Output exactly the lines from the line with "For every instance of the white road" through the end of the records below. Include nothing else.

RECORDS PROVIDED —
□ □ □
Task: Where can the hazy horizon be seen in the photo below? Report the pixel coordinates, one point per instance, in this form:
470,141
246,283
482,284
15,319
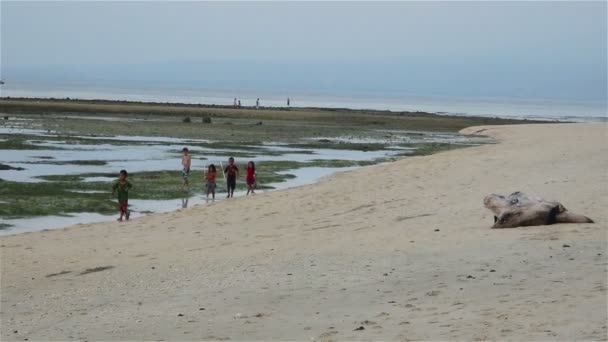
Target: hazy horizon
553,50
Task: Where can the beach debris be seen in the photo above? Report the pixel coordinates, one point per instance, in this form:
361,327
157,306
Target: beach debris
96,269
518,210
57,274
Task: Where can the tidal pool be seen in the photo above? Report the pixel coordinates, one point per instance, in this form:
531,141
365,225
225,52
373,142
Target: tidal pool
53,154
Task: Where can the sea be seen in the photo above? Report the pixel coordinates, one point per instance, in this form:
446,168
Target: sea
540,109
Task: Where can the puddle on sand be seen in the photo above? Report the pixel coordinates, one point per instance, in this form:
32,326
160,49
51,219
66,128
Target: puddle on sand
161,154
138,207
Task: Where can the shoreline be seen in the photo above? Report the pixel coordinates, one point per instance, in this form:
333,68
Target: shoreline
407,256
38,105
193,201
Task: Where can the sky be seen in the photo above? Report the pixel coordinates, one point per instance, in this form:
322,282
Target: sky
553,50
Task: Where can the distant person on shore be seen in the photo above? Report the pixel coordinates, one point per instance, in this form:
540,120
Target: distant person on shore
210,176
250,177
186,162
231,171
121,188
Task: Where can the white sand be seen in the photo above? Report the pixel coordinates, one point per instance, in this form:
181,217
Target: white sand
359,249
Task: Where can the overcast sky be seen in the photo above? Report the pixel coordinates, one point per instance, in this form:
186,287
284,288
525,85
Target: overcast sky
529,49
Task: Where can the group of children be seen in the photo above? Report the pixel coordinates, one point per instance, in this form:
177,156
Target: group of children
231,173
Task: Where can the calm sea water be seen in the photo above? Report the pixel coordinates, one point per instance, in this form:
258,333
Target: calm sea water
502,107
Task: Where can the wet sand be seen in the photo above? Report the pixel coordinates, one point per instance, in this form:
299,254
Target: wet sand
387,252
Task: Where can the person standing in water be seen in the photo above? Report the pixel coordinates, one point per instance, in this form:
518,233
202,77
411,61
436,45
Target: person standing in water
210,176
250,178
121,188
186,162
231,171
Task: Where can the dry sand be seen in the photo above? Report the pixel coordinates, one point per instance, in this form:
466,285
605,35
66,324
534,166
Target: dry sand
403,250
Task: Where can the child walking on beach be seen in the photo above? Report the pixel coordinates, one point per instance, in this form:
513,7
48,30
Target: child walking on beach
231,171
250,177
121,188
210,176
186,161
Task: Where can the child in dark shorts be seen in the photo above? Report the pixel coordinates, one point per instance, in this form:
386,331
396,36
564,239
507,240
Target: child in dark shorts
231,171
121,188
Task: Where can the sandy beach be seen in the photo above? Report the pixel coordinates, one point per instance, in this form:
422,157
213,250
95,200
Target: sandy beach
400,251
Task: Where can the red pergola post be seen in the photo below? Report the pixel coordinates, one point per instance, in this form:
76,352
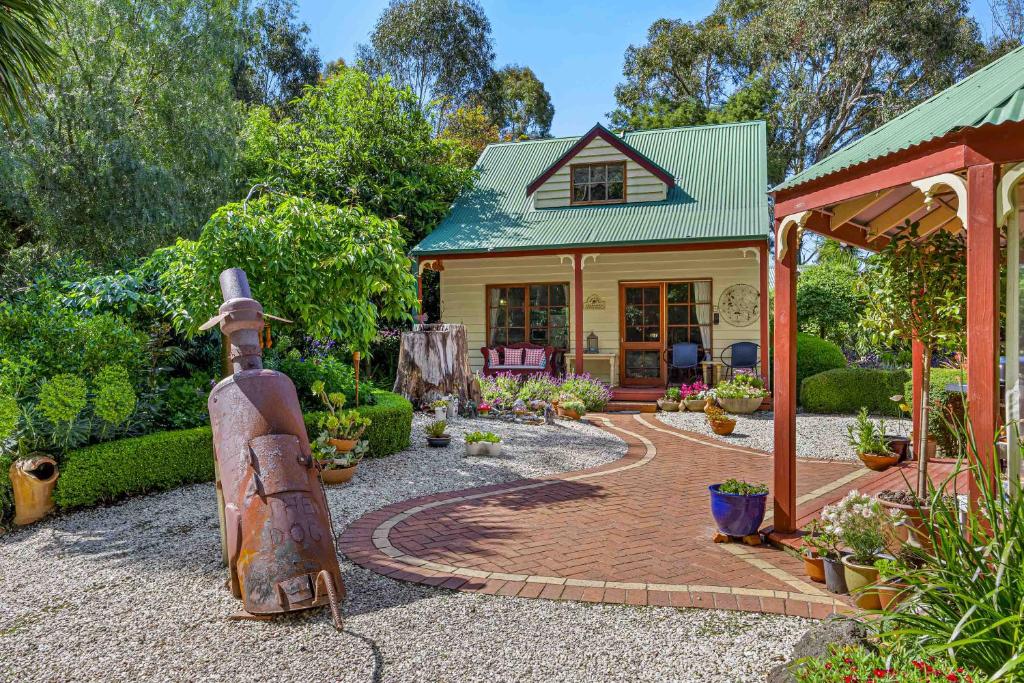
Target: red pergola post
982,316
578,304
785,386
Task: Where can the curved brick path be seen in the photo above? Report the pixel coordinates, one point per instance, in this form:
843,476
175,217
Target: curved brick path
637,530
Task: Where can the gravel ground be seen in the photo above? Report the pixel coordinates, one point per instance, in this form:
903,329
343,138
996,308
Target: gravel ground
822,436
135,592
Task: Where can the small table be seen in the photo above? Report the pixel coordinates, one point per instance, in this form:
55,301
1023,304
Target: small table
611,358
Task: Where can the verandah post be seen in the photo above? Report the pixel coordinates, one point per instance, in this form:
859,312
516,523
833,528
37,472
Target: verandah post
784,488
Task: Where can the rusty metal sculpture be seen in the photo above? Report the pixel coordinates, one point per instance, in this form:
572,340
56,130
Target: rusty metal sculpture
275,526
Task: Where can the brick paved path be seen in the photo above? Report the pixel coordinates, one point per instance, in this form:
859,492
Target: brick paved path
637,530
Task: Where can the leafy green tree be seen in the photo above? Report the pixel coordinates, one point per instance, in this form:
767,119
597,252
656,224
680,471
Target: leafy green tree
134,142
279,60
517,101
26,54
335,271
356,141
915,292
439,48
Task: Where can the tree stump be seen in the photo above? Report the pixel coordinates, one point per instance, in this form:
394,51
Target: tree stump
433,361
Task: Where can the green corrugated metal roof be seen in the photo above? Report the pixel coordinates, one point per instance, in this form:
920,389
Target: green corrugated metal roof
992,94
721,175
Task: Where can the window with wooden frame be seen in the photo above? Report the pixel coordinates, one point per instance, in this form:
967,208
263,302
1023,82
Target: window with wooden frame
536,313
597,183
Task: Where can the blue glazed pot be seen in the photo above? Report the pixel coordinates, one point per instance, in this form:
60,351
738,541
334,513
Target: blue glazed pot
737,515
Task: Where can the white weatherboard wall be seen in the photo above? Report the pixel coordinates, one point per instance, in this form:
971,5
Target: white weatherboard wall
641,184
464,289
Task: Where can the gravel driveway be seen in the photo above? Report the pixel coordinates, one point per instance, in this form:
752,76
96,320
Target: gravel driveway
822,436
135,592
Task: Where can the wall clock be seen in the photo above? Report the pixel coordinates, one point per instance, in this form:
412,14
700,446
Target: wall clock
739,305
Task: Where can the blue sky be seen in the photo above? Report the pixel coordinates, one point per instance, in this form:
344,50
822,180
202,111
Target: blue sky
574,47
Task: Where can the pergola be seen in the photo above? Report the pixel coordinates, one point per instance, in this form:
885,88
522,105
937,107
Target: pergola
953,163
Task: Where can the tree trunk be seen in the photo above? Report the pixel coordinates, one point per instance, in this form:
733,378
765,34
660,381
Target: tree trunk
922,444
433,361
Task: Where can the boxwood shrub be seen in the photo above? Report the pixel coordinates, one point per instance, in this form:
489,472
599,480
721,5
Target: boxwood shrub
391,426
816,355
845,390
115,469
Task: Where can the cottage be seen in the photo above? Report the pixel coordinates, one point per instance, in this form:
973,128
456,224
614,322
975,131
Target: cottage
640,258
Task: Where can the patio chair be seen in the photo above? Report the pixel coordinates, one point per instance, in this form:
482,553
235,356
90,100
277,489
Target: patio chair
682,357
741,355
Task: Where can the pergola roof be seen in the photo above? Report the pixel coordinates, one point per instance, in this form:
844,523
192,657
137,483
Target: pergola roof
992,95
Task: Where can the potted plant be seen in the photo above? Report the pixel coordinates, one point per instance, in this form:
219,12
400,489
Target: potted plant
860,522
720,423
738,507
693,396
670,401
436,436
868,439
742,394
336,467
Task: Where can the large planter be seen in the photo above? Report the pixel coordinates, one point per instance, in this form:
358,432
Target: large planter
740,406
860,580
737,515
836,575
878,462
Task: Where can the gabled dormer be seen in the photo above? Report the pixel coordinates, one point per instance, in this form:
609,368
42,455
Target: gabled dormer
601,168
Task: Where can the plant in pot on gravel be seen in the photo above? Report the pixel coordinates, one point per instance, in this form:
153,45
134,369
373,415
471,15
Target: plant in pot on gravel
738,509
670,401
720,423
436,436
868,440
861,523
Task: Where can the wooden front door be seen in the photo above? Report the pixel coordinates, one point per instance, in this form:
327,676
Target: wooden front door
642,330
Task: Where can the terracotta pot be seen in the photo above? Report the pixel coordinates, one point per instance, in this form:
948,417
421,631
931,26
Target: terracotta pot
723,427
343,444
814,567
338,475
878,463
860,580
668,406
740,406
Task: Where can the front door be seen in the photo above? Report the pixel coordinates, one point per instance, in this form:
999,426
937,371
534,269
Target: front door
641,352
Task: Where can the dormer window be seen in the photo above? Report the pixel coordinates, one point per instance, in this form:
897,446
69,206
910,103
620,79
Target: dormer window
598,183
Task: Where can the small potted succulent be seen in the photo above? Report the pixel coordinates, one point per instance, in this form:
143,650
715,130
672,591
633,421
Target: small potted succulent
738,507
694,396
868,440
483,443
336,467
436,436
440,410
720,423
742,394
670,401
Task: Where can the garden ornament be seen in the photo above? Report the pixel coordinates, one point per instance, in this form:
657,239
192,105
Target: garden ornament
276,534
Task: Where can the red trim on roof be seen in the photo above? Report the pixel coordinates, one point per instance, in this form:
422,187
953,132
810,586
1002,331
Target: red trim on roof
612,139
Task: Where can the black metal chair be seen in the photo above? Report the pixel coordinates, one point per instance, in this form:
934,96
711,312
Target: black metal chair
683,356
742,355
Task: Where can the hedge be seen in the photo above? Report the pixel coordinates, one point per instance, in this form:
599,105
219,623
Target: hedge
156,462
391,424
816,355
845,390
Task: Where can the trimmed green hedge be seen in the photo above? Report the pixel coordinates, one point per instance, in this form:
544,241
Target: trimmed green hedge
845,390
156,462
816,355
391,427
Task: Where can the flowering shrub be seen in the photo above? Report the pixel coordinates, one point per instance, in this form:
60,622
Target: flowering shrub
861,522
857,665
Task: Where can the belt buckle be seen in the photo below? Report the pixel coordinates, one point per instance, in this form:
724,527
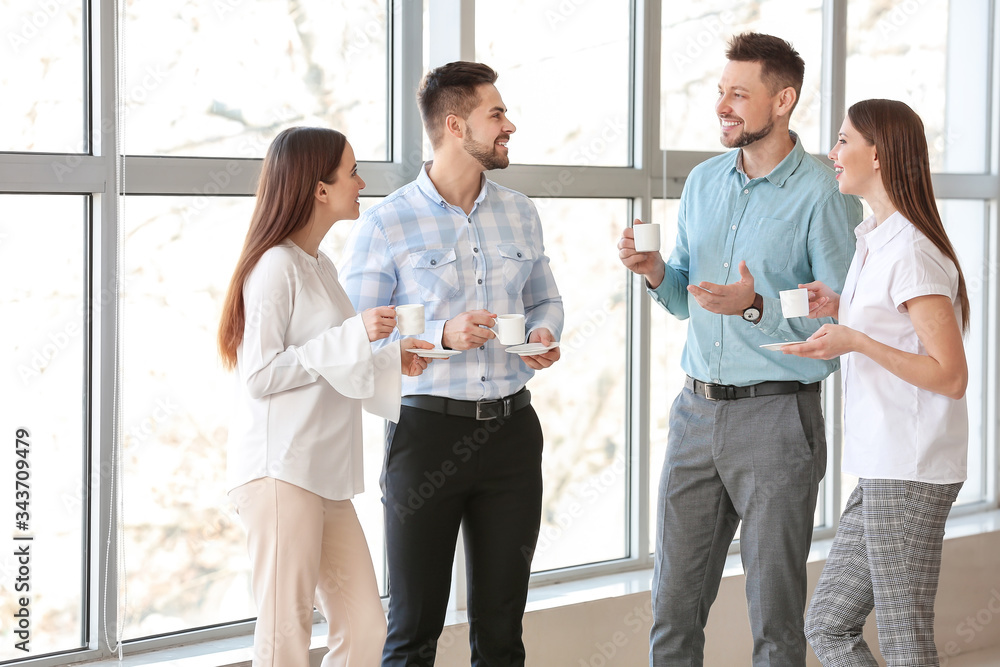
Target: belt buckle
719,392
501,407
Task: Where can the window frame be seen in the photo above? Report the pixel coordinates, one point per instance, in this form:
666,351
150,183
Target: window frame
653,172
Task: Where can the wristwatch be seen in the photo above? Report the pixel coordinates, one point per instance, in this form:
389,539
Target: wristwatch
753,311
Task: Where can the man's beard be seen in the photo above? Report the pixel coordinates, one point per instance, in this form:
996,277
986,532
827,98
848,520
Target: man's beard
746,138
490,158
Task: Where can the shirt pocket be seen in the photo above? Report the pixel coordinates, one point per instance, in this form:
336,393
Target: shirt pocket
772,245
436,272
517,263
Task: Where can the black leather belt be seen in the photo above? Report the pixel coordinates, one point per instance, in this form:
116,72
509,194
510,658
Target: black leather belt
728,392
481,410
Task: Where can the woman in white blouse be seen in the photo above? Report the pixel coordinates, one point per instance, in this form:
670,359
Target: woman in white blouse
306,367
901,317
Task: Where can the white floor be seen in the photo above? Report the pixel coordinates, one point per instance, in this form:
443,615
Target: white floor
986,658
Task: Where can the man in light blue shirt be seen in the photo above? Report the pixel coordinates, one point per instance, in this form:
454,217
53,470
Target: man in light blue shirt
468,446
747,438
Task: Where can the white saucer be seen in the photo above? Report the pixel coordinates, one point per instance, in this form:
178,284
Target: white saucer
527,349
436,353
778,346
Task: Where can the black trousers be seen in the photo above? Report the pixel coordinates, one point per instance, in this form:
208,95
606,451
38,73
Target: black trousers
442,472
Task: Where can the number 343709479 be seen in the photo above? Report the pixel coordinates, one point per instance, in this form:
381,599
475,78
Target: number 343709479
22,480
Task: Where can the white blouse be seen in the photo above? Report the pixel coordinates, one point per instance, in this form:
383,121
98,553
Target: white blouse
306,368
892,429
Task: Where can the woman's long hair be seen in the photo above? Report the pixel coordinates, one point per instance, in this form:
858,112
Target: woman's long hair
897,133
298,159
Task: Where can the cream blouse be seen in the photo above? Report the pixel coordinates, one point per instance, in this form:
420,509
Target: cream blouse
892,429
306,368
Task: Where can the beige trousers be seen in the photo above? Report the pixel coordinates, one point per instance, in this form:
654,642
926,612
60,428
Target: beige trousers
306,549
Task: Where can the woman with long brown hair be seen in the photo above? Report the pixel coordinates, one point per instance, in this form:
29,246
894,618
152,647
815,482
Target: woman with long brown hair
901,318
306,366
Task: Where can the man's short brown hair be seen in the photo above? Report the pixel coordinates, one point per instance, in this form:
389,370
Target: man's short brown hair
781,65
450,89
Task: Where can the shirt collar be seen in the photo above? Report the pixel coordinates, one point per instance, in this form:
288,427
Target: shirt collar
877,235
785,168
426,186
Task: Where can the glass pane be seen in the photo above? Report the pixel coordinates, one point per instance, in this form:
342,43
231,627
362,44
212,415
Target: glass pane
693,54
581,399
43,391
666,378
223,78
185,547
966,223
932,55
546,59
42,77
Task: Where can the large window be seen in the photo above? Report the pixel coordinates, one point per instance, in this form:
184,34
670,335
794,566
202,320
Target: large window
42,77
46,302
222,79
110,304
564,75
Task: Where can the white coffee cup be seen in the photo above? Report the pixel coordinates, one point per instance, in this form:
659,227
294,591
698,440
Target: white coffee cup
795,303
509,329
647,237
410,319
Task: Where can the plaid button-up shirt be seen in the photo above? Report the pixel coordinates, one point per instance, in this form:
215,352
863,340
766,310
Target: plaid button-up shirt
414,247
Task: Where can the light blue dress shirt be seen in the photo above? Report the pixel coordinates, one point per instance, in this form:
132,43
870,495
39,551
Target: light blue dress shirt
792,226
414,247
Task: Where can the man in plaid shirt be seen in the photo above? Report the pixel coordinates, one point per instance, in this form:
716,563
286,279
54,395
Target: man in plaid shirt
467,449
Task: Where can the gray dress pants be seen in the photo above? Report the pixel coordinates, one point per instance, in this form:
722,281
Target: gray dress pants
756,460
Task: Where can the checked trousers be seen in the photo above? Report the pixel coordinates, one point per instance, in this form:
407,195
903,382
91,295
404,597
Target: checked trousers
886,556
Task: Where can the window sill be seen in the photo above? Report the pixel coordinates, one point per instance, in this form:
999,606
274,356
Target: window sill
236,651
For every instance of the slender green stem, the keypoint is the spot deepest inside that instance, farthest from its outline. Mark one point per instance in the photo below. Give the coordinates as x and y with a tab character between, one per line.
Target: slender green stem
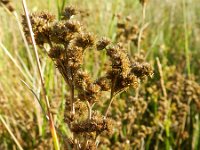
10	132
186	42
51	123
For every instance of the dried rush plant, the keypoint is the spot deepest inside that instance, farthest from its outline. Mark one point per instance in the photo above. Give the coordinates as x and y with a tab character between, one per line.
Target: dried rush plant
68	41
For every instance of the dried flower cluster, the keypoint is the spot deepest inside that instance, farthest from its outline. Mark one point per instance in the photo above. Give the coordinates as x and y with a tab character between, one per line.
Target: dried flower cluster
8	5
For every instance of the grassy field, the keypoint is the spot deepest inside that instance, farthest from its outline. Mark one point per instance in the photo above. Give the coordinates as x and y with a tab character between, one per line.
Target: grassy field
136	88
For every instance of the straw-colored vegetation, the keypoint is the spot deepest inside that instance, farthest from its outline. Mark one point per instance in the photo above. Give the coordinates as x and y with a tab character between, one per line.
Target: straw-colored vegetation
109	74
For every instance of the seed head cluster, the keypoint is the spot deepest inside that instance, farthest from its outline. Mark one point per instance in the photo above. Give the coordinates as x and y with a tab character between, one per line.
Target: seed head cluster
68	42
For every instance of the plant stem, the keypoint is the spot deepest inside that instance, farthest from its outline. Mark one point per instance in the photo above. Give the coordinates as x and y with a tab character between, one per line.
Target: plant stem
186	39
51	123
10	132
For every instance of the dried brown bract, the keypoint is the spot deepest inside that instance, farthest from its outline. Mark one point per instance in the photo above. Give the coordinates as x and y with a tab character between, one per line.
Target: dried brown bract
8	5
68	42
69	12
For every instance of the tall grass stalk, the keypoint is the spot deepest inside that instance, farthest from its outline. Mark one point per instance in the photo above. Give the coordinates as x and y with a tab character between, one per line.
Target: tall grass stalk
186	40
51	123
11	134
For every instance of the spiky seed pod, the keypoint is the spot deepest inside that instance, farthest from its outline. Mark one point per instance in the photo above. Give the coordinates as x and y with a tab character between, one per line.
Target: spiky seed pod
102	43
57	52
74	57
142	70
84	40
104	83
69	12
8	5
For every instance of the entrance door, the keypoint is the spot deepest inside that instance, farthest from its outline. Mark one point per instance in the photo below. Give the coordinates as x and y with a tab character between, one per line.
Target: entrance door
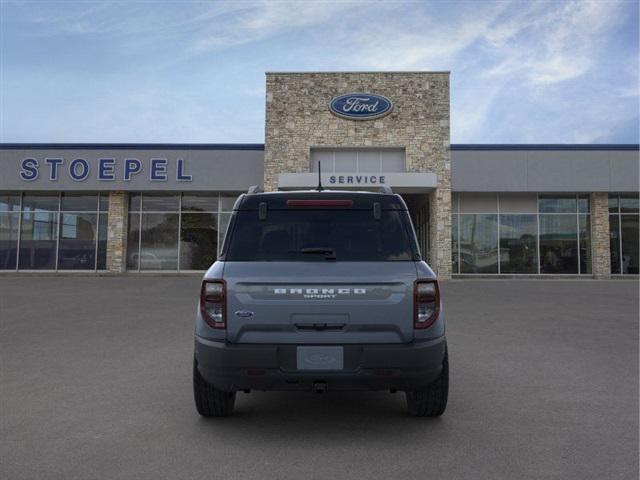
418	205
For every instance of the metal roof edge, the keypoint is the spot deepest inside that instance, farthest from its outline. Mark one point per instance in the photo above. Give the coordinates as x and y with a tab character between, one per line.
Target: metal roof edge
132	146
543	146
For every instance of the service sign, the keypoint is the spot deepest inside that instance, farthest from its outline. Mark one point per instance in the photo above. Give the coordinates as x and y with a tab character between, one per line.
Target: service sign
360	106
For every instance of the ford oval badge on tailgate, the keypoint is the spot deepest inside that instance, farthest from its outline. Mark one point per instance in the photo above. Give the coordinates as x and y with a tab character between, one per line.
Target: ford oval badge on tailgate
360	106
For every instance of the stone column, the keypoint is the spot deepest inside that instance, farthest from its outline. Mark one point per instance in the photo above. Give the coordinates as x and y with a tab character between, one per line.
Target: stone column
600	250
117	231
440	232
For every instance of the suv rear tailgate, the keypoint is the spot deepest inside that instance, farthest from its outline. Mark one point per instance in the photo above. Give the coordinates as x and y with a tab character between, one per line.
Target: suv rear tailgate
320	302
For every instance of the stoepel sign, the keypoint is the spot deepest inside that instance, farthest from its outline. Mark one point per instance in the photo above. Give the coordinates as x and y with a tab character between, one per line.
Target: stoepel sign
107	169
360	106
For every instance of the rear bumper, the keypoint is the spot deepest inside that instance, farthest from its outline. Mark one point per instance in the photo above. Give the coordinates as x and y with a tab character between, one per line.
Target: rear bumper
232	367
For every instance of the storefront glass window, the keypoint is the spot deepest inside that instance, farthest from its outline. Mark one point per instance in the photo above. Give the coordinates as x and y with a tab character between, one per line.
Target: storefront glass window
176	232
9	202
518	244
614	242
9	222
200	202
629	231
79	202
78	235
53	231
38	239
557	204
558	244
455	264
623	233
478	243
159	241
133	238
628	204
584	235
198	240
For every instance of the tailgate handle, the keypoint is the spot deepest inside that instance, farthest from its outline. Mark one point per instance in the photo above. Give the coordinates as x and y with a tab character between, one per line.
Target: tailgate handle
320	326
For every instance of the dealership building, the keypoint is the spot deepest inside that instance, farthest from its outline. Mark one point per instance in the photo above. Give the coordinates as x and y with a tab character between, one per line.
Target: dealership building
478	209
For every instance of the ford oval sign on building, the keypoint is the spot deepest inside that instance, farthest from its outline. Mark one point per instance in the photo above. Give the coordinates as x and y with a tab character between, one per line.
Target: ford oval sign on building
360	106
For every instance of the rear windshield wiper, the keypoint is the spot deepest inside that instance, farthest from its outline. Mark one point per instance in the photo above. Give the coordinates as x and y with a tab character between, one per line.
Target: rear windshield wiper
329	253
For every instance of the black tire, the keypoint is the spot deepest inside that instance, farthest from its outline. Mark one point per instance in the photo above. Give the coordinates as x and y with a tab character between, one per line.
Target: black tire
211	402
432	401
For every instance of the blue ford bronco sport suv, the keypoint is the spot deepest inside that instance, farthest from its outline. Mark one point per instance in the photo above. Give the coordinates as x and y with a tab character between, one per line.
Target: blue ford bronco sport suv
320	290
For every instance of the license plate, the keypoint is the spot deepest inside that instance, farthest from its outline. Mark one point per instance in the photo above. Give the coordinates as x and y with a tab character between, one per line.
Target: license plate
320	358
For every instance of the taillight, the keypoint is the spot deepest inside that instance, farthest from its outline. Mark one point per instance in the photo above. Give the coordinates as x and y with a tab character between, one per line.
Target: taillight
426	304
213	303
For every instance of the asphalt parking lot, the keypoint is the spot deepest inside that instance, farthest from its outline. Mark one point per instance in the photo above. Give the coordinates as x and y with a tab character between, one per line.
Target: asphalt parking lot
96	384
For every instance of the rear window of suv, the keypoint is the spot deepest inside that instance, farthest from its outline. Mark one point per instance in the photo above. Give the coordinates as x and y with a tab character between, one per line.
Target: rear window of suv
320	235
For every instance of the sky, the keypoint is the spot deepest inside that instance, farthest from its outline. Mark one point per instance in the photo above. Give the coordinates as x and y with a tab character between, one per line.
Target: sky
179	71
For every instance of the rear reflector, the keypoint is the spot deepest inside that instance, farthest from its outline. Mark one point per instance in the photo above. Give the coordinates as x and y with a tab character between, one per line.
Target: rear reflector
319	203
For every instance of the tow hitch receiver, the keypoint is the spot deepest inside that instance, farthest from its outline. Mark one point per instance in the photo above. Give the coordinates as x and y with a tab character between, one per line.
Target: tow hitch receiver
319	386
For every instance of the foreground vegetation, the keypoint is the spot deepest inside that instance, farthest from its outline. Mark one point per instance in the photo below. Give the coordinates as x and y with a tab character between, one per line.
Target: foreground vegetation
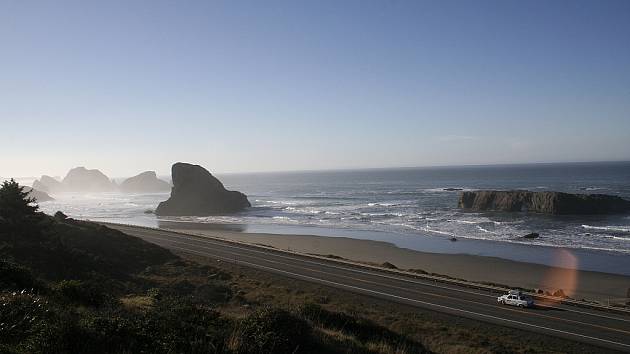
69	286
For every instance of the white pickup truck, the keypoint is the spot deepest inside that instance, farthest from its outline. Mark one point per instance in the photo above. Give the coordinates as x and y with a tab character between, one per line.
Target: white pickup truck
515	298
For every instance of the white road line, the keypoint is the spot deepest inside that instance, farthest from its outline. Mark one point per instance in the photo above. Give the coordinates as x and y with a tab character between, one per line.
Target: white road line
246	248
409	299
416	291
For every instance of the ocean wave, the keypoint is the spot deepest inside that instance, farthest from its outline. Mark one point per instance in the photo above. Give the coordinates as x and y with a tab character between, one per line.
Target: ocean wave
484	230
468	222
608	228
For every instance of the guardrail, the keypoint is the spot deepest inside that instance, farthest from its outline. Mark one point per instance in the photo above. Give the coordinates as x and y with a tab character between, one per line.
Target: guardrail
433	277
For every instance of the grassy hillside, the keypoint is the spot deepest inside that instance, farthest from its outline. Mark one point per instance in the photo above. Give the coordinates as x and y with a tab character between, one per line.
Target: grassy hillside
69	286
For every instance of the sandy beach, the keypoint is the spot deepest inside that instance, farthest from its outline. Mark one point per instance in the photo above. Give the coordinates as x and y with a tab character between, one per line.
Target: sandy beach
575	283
□ □ □
EXPECTED OUTPUT —
For every instance of the white road line, the keypoint is the spot deepest inside that instance, farthest from its outline. Mark one point per instance in the photo above. Give the coordinates as x and y with a tab character between, one per line.
Target: white road line
246	248
409	299
416	291
For every instance of the ocean wave, the keypoint is the spot deepest inside that instance, farthest from its outline. Mark one point per instance in the photo above. Give the coordinates as x and y with a tab character between, one per line.
Target: ocean wave
484	230
468	222
608	228
For every instance of the guardrail, the keypoint is the spot deepest inside that instance, farthest from its outline. Mark one point per instance in the photo above. Give the coordinates as x and y with a tab character between, one per line.
Target: guardrail
433	277
For every instance of the grassy hillside, the keypoint is the spot deepest inside that instance, farthest from its outline. Mark one point per instance in the photo above. Give the coordinates as x and y with a tab character between, one per line.
Target: grassy hillside
69	286
For every instance of the sandy beach, the keypoint is the spot deepest inside that instance, farthest from its outline. Mark one point per instance in the photo above. Give the coordinates as x and y with a tab character between, one per line.
Target: sandy beach
575	283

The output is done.